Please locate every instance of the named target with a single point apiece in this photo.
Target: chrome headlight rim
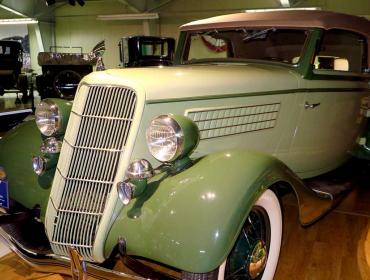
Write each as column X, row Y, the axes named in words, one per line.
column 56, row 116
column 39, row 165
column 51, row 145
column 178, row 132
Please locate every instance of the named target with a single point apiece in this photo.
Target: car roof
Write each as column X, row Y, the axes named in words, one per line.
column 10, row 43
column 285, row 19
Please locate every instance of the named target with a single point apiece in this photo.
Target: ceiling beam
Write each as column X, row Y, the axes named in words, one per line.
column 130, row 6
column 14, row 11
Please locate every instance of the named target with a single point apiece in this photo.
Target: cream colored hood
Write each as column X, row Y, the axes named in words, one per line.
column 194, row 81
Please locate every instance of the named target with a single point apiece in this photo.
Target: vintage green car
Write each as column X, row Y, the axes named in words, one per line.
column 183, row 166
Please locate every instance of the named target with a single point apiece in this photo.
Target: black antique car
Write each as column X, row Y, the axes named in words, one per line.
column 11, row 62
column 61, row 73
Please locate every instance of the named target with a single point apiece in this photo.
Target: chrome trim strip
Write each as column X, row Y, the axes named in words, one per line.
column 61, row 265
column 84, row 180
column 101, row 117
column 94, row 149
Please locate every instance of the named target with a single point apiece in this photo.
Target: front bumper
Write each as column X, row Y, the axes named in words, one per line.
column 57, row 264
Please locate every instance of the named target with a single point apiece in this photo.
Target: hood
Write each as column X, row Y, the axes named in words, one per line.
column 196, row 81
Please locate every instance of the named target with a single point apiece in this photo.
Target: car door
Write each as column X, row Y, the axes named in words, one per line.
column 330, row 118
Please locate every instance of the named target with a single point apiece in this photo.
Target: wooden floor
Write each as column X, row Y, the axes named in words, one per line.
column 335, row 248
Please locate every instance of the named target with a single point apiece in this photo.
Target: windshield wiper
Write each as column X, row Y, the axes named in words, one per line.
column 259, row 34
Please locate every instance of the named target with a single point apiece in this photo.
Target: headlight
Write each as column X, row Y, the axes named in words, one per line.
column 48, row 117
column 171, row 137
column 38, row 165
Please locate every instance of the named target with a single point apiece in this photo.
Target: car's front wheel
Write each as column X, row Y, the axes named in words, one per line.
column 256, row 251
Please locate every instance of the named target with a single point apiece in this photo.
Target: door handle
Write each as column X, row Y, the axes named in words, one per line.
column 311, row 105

* * *

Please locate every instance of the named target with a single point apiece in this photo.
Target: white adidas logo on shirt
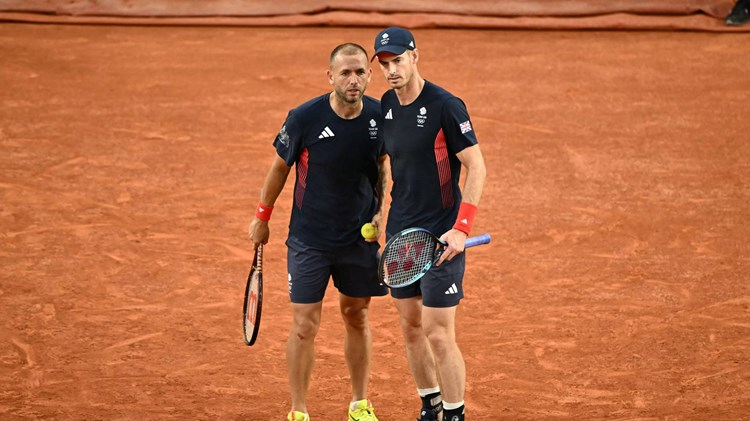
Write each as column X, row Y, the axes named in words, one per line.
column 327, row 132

...

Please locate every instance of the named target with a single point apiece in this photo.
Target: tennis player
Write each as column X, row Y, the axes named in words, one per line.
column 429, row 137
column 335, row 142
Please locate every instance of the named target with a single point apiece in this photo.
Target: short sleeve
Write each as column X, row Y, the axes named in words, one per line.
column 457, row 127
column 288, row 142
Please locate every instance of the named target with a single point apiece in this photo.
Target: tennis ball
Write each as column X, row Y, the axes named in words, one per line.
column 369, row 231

## WHAT THE TASK ASKS
Pull out each line of the records that contains the word "hood", copying every such line in full.

## THE SOLUTION
Target: cream colored hood
Target: hood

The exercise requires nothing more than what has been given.